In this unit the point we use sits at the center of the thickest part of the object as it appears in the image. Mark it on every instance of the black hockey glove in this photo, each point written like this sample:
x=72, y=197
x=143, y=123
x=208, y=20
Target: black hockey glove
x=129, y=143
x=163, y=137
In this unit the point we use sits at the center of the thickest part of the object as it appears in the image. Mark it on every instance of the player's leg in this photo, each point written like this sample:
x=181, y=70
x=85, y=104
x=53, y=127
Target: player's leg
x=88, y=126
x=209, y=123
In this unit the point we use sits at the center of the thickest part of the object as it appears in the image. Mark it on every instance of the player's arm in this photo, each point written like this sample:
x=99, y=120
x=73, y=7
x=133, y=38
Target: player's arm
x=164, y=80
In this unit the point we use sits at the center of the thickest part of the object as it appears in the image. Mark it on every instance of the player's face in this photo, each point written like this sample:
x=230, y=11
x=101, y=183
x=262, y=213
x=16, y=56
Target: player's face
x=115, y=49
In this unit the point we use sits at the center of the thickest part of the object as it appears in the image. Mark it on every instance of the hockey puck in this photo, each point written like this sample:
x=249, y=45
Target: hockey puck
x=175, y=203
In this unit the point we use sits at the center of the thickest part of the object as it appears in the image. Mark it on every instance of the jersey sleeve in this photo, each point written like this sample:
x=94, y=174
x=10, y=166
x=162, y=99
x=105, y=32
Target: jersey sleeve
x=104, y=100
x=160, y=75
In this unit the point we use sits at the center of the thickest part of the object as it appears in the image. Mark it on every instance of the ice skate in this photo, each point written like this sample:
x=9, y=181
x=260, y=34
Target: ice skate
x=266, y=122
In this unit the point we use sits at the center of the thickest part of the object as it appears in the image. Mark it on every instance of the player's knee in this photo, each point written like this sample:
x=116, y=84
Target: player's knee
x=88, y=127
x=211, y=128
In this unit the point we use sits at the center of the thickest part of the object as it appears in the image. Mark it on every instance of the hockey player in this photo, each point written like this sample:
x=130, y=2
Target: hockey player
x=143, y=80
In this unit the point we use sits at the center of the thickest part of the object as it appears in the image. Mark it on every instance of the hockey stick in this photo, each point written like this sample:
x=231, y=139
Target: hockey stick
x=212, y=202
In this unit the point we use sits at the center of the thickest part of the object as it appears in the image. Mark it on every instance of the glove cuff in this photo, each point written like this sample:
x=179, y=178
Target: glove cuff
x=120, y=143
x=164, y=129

_WHAT TO DO:_ Render the lines above as a Markdown table with the columns Row and Line, numbering each row and omitting any blank lines.

_SOLUTION TO THIS PROBLEM:_
| Row | Line |
|---|---|
| 1 | In this unit the point we use sits at the center of the thickest part of the object as it appears in the image. Mark it on every instance of the black hockey glove in this photo, each point written like this sample: |
| 2 | x=72, y=197 |
| 3 | x=143, y=123 |
| 4 | x=208, y=20 |
| 5 | Target: black hockey glove |
| 6 | x=129, y=143 |
| 7 | x=163, y=137 |
| 8 | In this unit the point we use sits at the center of the thickest part of the object as it appears in the image. Mark it on every instance of the player's leg in this photo, each point written like this sample: |
| 9 | x=181, y=70 |
| 10 | x=85, y=104 |
| 11 | x=53, y=127 |
| 12 | Target: player's leg |
| 13 | x=88, y=126 |
| 14 | x=209, y=123 |
| 15 | In this unit the point we use sits at the center of the thickest part of the object as it appears in the image. Mark it on every instance of the player's arm in this photo, each point written like this sample: |
| 16 | x=99, y=120 |
| 17 | x=73, y=7 |
| 18 | x=133, y=38 |
| 19 | Target: player's arm |
| 20 | x=164, y=80 |
| 21 | In this unit the point we use sits at the center of the thickest part of the object as it appears in the image. Mark it on every instance of the player's face in this photo, each point written like this sample: |
| 22 | x=230, y=11 |
| 23 | x=101, y=183 |
| 24 | x=262, y=213 |
| 25 | x=16, y=56 |
| 26 | Target: player's face |
| 27 | x=115, y=49 |
| 28 | In this unit the point we use sits at the center of the thickest part of the object as it appears in the image. Mark it on every instance of the hockey puck in this photo, each point written like this sample: |
| 29 | x=249, y=45 |
| 30 | Target: hockey puck |
| 31 | x=175, y=203 |
| 32 | In this unit the point we use sits at the center of the thickest part of the object as it appears in the image. Mark it on every instance of the jersey sleeve in this photo, each point written like this sample: |
| 33 | x=94, y=174 |
| 34 | x=10, y=166 |
| 35 | x=162, y=99 |
| 36 | x=105, y=32 |
| 37 | Target: jersey sleeve |
| 38 | x=104, y=100 |
| 39 | x=160, y=75 |
| 40 | In this unit the point we use sits at the center of the thickest part of the object as it appears in the image. Mark it on every instance of the ice skate in this photo, each point written like this sample: |
| 41 | x=9, y=181 |
| 42 | x=260, y=34 |
| 43 | Target: ice skate |
| 44 | x=266, y=122 |
| 45 | In this unit the point we use sits at the center of the thickest part of the object as it appears in the image. Mark it on every instance of the player's knee in this photo, each point written like this sample: |
| 46 | x=116, y=84 |
| 47 | Target: player's knee |
| 48 | x=88, y=127 |
| 49 | x=211, y=128 |
| 50 | In this unit the point we use sits at the center of the thickest part of the object as it appears in the image. Mark it on every instance of the hockey player in this photo, each point written like this sample: |
| 51 | x=130, y=2 |
| 52 | Target: hockey player |
| 53 | x=143, y=80 |
| 54 | In this unit the point we use sits at the center of the thickest part of the object as it appears in the image. Mark it on every instance of the hockey stick in this photo, each point written like this sample: |
| 55 | x=231, y=139 |
| 56 | Target: hockey stick |
| 57 | x=212, y=202 |
| 58 | In this unit the point we use sits at the center of the thickest part of the object as it appears in the image. Mark it on every instance of the glove cuff in this photo, each point written like this sample: |
| 59 | x=179, y=178 |
| 60 | Target: glove cuff |
| 61 | x=120, y=143 |
| 62 | x=164, y=129 |